*GOAL*.
Recast every line of the records below as a Markdown table with two columns, Row for a running row number and Line for the line itself. Leave out blank lines.

*INPUT ROWS*.
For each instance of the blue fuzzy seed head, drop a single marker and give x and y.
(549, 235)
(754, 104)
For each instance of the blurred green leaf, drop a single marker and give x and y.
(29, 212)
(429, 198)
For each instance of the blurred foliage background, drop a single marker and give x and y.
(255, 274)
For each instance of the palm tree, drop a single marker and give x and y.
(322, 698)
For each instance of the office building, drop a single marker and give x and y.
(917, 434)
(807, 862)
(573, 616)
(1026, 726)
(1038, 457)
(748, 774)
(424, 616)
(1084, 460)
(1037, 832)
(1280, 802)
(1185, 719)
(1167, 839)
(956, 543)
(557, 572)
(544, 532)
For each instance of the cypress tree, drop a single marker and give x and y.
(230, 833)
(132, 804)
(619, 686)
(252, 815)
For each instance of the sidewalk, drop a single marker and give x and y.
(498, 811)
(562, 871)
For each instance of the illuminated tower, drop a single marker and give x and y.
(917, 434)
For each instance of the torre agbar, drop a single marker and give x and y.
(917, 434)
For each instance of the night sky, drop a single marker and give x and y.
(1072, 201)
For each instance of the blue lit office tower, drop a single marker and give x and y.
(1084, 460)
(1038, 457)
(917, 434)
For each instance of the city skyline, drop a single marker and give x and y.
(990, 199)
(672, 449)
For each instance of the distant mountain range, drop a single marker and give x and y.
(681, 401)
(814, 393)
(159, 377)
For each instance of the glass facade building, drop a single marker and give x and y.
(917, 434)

*TASK RESPONSE*.
| Row | Line |
|---|---|
| 1 | For each instance of the blue fuzzy seed head, drop a single marker and give x and y. |
| 2 | (549, 235) |
| 3 | (754, 104) |
| 4 | For each instance of the blurred green leaf, drop a single marker and give x and y. |
| 5 | (29, 212) |
| 6 | (429, 198) |
| 7 | For each instance of the blurred foliage background, drop a single marker and give x and y. |
| 8 | (255, 274) |
| 9 | For each instance of the palm tree, drop a single marker and give x and y. |
| 10 | (322, 698) |
| 11 | For each instance of the office building, drop a single marker and give x and y. |
| 12 | (917, 434) |
| 13 | (807, 862) |
| 14 | (573, 616) |
| 15 | (1026, 726) |
| 16 | (1038, 457) |
| 17 | (748, 774) |
| 18 | (424, 616) |
| 19 | (1084, 460) |
| 20 | (1037, 832) |
| 21 | (1280, 802) |
| 22 | (1185, 719) |
| 23 | (1167, 839) |
| 24 | (956, 543) |
| 25 | (557, 572) |
| 26 | (544, 532) |
| 27 | For each instance of the cypress tree, drop a single marker and give x and y. |
| 28 | (230, 833) |
| 29 | (132, 804) |
| 30 | (619, 686) |
| 31 | (252, 815) |
| 32 | For each instance of the sidewalk, drop a single marker and give x and y. |
| 33 | (498, 811) |
| 34 | (562, 871) |
| 35 | For each instance of the illuminated tower, drop a single marker and give x and y. |
| 36 | (917, 434) |
| 37 | For each instance of the torre agbar, drop a single marker and give x and y. |
| 38 | (917, 434) |
| 39 | For each instance of the night sky, drop a single marker and give x and y. |
| 40 | (1072, 201) |
| 41 | For each instance of the blue lit office tower, drop a single marker and give x and y. |
| 42 | (1084, 460) |
| 43 | (1038, 457) |
| 44 | (917, 434) |
| 45 | For each instance of the city skyline, drop a single marker and give x and y. |
| 46 | (990, 199) |
| 47 | (672, 449) |
| 48 | For each instance of the distant mountain range, drop a single marker and give x and y. |
| 49 | (681, 401) |
| 50 | (814, 393) |
| 51 | (159, 377) |
| 52 | For each instance of the glass facade building, drop a single marker and give x and y. |
| 53 | (917, 434) |